* _本文_:

________________________________________

37万部超のベストセラーには何が書いてあるのか
私がこんな半世紀以上も前の批評文を引っ張りだし、錆びついた言葉に油をさしているのも、最近、こうした人間洞察が言葉の世界からすっかり消えてしまったからである。例えば、斎藤幸平氏の「人新世の『資本論』」にたいする読後感などは、私に改めて、批評とは何かを考えさせるよい機会を与えてくれた。ここでいう批評とは、国語の伝統に身を置きながら時代状況をえぐりだし、人間の最深部を私たちに向かって差しだしてくる作品のことである。
斎藤氏のこの著作は、気候変動問題を資本主義との関連で論じたものである。氏はこう述べている。二酸化炭素の急激な増加が地球環境に激変をもたらし、温暖化を後戻りできない地点にまで進めてしまった。永久凍土が溶けだし、大量のメタンガスが放出される。それは凍土に閉じ込められていた細菌やウイルスが現代に蘇ることを意味するし、ホッキョクグマが行き場を失い、サンゴは死滅するだろう。最終的に、人間は超富裕層を除けば平穏な暮らしを奪われてしまい生き延びることすら危ういのだ。では、どうしてこのような状況に陥っているのだろうか。答えは明瞭である。「資本主義」こそが、気候変動問題の諸悪の根源である。では資本主義の特徴とは何だろうか。最も鋭く資本主義の問題点にメスを入れた人こそ、『資本論』の著者マルクスに他ならない。
資本主義に閉じ込められた私たちの生活を、「帝国的生活様式」という。先進国の生活は、グローバル・サウスと呼ばれる南半球貧困国からの収奪で成り立っている。もともと資本主義とは、価値の増殖と資本蓄積のために、絶えず新しい市場を開拓しつづける運動のことである。例えば環境破壊が起きたとしても、資本家の眼からみれば利潤を生みだすチャンスと映る。資本家にとっては公共性の高い水でさえも、カネを生みだす商品にしかすぎず、貧困国で強制するアグリビジネスの農業用水のためならば、たとえ地域住民が飲料水に事欠くことがあっても優先的に使用されてしまう。

________________________________________

* _やること_:
本文について、次の問いに答えよ。
1. 筆者が読後感を述べている斎藤幸平氏の著作の題名は何か。
2. 斎藤氏の著作で、気候変動問題の諸悪の根源とされているものは何か。
3. 資本主義に閉じ込められた私たちの生活は何と呼ばれているか。
この後に続く行は、ここでの作業には関係しない。

________________________________________

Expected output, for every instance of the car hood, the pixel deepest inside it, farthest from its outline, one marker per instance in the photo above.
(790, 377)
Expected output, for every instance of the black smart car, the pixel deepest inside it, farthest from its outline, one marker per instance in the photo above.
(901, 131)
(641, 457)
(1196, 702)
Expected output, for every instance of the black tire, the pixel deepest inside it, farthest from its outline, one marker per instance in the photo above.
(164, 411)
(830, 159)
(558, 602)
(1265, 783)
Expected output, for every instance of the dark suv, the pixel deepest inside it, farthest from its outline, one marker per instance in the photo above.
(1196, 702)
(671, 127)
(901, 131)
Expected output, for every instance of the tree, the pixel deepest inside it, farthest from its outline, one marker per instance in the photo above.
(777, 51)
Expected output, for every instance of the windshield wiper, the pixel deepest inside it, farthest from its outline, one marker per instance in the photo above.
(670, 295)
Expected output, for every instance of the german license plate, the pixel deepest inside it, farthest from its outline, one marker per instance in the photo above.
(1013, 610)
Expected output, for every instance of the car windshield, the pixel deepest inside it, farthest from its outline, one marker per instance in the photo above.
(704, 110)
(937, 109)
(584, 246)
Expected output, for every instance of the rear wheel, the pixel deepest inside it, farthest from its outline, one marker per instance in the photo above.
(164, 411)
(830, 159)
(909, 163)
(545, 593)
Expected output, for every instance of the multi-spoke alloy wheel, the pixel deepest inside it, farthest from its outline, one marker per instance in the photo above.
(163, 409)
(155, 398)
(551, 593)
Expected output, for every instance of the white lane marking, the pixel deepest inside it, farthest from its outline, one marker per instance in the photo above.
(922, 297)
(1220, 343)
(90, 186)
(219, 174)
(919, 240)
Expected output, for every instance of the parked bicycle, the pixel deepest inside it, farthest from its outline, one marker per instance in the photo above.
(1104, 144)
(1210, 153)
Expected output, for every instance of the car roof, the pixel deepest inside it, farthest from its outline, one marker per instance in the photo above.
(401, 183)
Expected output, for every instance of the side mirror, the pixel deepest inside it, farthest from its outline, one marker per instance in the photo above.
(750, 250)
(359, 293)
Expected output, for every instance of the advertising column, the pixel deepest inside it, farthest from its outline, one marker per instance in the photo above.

________________________________________

* _解答_:
1. 「人新世の『資本論』」
2. 資本主義
3. 帝国的生活様式